▶ **Task description**
What you produce should be an exact transcription of the data, minus any pictures.

▶ **Listed records**
+ + + + + + +
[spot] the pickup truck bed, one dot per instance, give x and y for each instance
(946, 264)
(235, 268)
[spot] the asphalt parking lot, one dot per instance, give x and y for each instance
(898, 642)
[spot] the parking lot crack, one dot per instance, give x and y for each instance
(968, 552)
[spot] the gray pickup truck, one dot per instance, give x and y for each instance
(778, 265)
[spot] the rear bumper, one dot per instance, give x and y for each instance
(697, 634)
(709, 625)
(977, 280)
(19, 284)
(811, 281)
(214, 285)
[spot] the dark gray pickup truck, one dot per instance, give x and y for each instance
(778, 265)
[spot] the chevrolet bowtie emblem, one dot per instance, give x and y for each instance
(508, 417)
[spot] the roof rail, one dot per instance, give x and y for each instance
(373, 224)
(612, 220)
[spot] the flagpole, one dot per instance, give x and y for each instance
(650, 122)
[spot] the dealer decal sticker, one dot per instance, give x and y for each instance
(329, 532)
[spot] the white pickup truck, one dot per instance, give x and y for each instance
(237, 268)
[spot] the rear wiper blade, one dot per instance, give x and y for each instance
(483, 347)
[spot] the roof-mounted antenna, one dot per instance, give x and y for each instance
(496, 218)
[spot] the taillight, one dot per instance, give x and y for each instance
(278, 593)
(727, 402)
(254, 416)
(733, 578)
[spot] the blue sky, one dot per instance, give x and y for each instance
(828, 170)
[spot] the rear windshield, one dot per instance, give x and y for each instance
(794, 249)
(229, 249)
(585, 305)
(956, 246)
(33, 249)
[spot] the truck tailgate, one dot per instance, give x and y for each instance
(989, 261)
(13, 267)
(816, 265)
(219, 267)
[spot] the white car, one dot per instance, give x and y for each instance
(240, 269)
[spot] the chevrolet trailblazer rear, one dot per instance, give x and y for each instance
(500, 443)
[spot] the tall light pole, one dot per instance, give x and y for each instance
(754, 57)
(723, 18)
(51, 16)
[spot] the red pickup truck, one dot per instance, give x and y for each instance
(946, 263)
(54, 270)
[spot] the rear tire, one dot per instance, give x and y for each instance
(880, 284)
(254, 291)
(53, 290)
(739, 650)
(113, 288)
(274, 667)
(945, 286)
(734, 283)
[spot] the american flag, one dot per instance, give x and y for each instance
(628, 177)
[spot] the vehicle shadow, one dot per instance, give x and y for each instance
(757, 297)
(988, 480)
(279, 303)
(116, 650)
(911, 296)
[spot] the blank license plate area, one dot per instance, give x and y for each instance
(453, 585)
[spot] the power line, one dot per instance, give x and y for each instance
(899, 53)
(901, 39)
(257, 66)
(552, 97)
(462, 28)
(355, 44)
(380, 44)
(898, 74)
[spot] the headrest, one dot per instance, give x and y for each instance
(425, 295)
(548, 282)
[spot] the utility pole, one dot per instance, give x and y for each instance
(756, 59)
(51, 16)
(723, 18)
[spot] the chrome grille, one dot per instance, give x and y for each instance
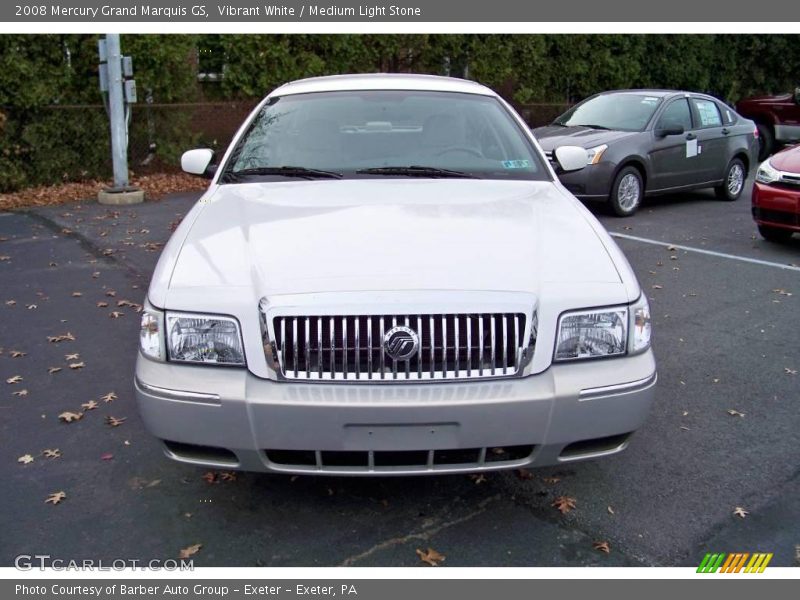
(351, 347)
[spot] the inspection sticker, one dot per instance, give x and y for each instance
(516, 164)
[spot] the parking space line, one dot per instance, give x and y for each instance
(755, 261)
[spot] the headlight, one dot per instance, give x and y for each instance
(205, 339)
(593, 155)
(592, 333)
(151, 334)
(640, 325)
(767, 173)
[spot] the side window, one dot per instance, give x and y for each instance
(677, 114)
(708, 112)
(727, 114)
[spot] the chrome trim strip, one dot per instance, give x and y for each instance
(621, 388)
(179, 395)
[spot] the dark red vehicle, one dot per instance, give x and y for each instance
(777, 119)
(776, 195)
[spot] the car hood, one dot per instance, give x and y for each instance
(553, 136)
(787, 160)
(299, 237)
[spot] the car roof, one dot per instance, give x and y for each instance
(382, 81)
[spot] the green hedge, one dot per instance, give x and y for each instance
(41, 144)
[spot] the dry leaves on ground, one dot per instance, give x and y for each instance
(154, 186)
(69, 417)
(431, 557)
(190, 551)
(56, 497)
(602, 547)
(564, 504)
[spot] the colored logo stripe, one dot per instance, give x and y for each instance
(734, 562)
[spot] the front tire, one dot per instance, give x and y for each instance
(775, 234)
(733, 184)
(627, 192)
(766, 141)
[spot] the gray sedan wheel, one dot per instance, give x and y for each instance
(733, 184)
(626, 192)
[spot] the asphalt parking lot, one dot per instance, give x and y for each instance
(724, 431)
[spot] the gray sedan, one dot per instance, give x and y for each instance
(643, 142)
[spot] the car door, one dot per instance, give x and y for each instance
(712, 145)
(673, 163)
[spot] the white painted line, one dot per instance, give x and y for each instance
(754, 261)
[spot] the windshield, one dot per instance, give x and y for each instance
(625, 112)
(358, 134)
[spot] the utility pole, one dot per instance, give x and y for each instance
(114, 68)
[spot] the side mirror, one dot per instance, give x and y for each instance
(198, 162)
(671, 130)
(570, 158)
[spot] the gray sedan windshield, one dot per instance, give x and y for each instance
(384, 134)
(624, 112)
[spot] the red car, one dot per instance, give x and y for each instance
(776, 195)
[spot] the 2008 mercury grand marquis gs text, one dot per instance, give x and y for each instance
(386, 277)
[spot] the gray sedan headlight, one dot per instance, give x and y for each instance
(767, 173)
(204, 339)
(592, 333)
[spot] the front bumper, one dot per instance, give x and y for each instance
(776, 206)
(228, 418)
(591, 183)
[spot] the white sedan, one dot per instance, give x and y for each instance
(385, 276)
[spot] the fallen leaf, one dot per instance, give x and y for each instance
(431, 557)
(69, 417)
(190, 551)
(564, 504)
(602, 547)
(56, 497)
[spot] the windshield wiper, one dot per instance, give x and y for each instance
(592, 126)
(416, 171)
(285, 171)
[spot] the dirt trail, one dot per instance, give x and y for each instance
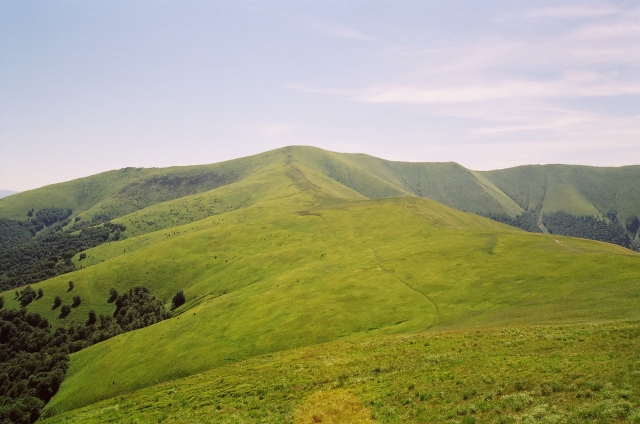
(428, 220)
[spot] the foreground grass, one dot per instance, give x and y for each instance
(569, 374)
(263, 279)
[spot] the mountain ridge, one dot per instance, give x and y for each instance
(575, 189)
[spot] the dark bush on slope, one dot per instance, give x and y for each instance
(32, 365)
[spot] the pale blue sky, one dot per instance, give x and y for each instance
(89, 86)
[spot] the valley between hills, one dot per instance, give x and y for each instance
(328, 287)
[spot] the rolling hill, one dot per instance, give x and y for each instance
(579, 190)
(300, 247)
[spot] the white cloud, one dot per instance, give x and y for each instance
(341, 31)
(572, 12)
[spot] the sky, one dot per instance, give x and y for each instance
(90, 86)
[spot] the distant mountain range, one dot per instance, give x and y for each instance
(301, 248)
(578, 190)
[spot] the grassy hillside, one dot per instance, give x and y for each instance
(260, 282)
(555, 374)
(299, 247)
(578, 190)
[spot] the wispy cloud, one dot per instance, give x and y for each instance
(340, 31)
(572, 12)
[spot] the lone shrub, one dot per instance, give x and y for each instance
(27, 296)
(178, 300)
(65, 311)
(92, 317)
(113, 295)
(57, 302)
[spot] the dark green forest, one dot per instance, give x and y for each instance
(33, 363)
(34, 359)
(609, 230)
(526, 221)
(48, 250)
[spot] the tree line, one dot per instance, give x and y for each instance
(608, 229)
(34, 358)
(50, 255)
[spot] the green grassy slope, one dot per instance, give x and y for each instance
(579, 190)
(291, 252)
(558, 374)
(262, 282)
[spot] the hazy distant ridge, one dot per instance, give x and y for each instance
+ + + + + + +
▶ **Task output**
[spot] the pickup truck bed, one dot per instance, give x and y for each instance
(946, 264)
(235, 268)
[spot] the asphalt parking lot, one dot per instance, give x and y for each instance
(898, 642)
[spot] the parking lot crack, one dot per instance, give x and y for each instance
(968, 552)
[spot] the gray pickup truck, one dot per instance, give x and y for each instance
(778, 265)
[spot] the rear bumper, one dot per instance, give x and y for each instance
(697, 634)
(709, 625)
(977, 280)
(19, 284)
(811, 281)
(214, 285)
[spot] the dark gray pickup truck, one dot per instance, give x and y for each instance
(778, 265)
[spot] the chevrolet bowtie emblem, one dot per instance, give x and y for each instance
(508, 417)
[spot] the roof rail, one dot per instance, give x and y for each instance
(373, 224)
(612, 220)
[spot] the flagpole, one dot per instance, give x and y for each instance
(650, 122)
[spot] the dealer decal sticker, one dot per instance, give x and y for each instance
(329, 532)
[spot] the white pickup truck, one dot per instance, give x and y for each instance
(237, 268)
[spot] the rear wiper blade, one dot per instance, give x and y for each instance
(483, 347)
[spot] the roof-mounted antenna, one dot per instance, give x and y for each instance
(496, 218)
[spot] the taillight, one dot per instance, give x and y for each instance
(278, 593)
(727, 402)
(254, 416)
(733, 578)
[spot] the blue sky, one dot per instance, give x and y for each instance
(828, 170)
[spot] the rear windshield, one dot per instance, give x and y for each instance
(794, 249)
(229, 249)
(585, 305)
(956, 246)
(33, 249)
[spot] the truck tailgate, one dot per instance, give x and y for each instance
(989, 261)
(13, 267)
(816, 265)
(219, 267)
[spot] the white car, one dot per instance, give x and y for each instance
(240, 269)
[spot] the chevrolet trailblazer rear, one dot per instance, give x and y for each instance
(500, 443)
[spot] the tall light pole, one dot per instance, give x and y for each instance
(754, 57)
(723, 18)
(51, 16)
[spot] the red pickup truck, one dot per instance, give x and y for each instance
(946, 263)
(54, 270)
[spot] the rear tire, one dot per instance, give x and y for each instance
(880, 284)
(254, 291)
(53, 290)
(739, 650)
(113, 288)
(274, 667)
(945, 286)
(734, 283)
[spot] the american flag, one dot per instance, give x and y for each instance
(628, 177)
[spot] the vehicle shadow, one dot per instance, give x and y for each instance
(757, 297)
(988, 480)
(279, 303)
(116, 650)
(911, 296)
[spot] the blank license plate area, one dot per instance, give x and y for each instance
(453, 585)
[spot] the power line, one dot per instance, give x and y for each instance
(899, 53)
(901, 39)
(257, 66)
(552, 97)
(462, 28)
(355, 44)
(380, 44)
(898, 74)
[spot] the headrest, one dot per instance, give x and y for each instance
(425, 295)
(548, 282)
[spot] the utility pole, one dot per instance, give x and y for each instance
(756, 59)
(51, 16)
(723, 18)
[spot] the chrome grille, one dot per instance, give x and y for each instance
(351, 347)
[spot] the inspection sticker, one dot per instance, give x and y for each instance
(516, 164)
[spot] the parking space line, one dot per instance, give x and y for each instance
(755, 261)
[spot] the headlight, one dot per instance, give x and y for each instance
(205, 339)
(593, 155)
(592, 333)
(151, 334)
(640, 325)
(767, 173)
[spot] the side window, one dot per instance, give x and y for each instance
(677, 114)
(708, 112)
(727, 114)
[spot] the chrome trim strip, one dot per instance, give x and y for each instance
(621, 388)
(179, 395)
[spot] the dark red vehicle, one dot per instance, give x and y for each instance
(777, 119)
(776, 195)
[spot] the car hood, one dot per instance, give x and y for each instance
(553, 136)
(787, 160)
(299, 237)
[spot] the car roof, one dot per instance, give x and y for each instance
(382, 81)
[spot] the green hedge, one dot per instance, give x and y for each instance
(41, 144)
[spot] the dry leaves on ground, one dot per instance, give x and y for each instance
(154, 186)
(69, 417)
(431, 557)
(190, 551)
(56, 497)
(602, 547)
(564, 504)
[spot] the colored logo stripe, one dot per instance, give x and y for each instance
(734, 562)
[spot] the front tire, one dot per instance, give x and y for each instance
(775, 234)
(733, 184)
(627, 192)
(766, 141)
[spot] the gray sedan wheel, one dot per instance, give x and y for each instance
(733, 184)
(626, 192)
[spot] the asphalt parking lot, one dot per instance, give x and y for each instance
(724, 431)
[spot] the gray sedan, one dot per instance, give x and y for each instance
(643, 142)
[spot] the car door, one dot per instance, give x and y for each instance
(712, 145)
(673, 163)
[spot] the white painted line, one dot per instance, give x and y for each instance
(754, 261)
[spot] the windshield, one dot per instance, give x and y for each instance
(625, 112)
(358, 134)
[spot] the utility pole, one dot per instance, give x and y for each instance
(114, 68)
[spot] the side mirror, one dot per instance, give x and y for each instance
(198, 162)
(671, 130)
(570, 158)
[spot] the gray sedan windshield, one dot per instance, give x and y for each instance
(384, 134)
(624, 112)
[spot] the red car, one dot per instance, give x and y for each instance
(776, 195)
[spot] the 2008 mercury grand marquis gs text, one dot per instance, give x and y for each instance
(386, 277)
[spot] the gray sedan headlight, one dot per instance, give x and y for each instance
(767, 173)
(204, 339)
(592, 333)
[spot] the front bumper, one dot per instance, give x and y for each instance
(776, 206)
(228, 418)
(591, 183)
[spot] the white sedan, one dot per instance, give x and y for each instance
(385, 276)
[spot] the fallen leaf, one dot per instance, give x and y for each instance
(431, 557)
(69, 417)
(190, 551)
(564, 504)
(602, 547)
(56, 497)
[spot] the windshield wiper, one dot per instance, give x and y for each instance
(592, 126)
(416, 171)
(285, 171)
[spot] the dirt trail, one dot per instance, give x and y for each instance
(428, 220)
[spot] the foreground grass, one dot per instance, give x and y for each instance
(569, 374)
(263, 279)
[spot] the mountain ridge, one dot per instance, give x and y for each instance
(575, 189)
[spot] the dark bush on slope, one dot per instance, give x and y for each instance
(32, 365)
[spot] the pale blue sky, one dot per instance, give x and y for each instance
(89, 86)
[spot] the valley between hills, one dot per instance, give x and y for each instance
(328, 287)
[spot] the rolling hill, one dot per instance, give x and y for each instance
(579, 190)
(300, 247)
[spot] the white cloud, one dot per instance, give x and y for each instance
(341, 31)
(572, 12)
[spot] the sky, one dot per instance, give x and y for each instance
(90, 86)
[spot] the distant mountain range, one dot per instance, give x and y for each instance
(301, 248)
(578, 190)
[spot] the grassy hillside, one dot per instance, give x and y for each instance
(260, 282)
(555, 374)
(299, 247)
(578, 190)
[spot] the wispy cloud, one dot per instance, give x and y for each instance
(340, 31)
(572, 12)
[spot] the lone shrub, one dot per instance, give x and y for each instance
(27, 296)
(178, 300)
(65, 311)
(92, 317)
(113, 295)
(57, 302)
[spot] the dark green forest, one dot per instance, give x and y for each instance
(33, 363)
(34, 359)
(609, 230)
(526, 221)
(48, 250)
[spot] the tree line, one dot per instance, give x and y for each instance
(608, 229)
(34, 358)
(50, 255)
[spot] the green grassy slope, one dot per instance, give x and y for each instance
(579, 190)
(291, 252)
(558, 374)
(262, 282)
[spot] the hazy distant ridge, one dot per instance, give x and y for each instance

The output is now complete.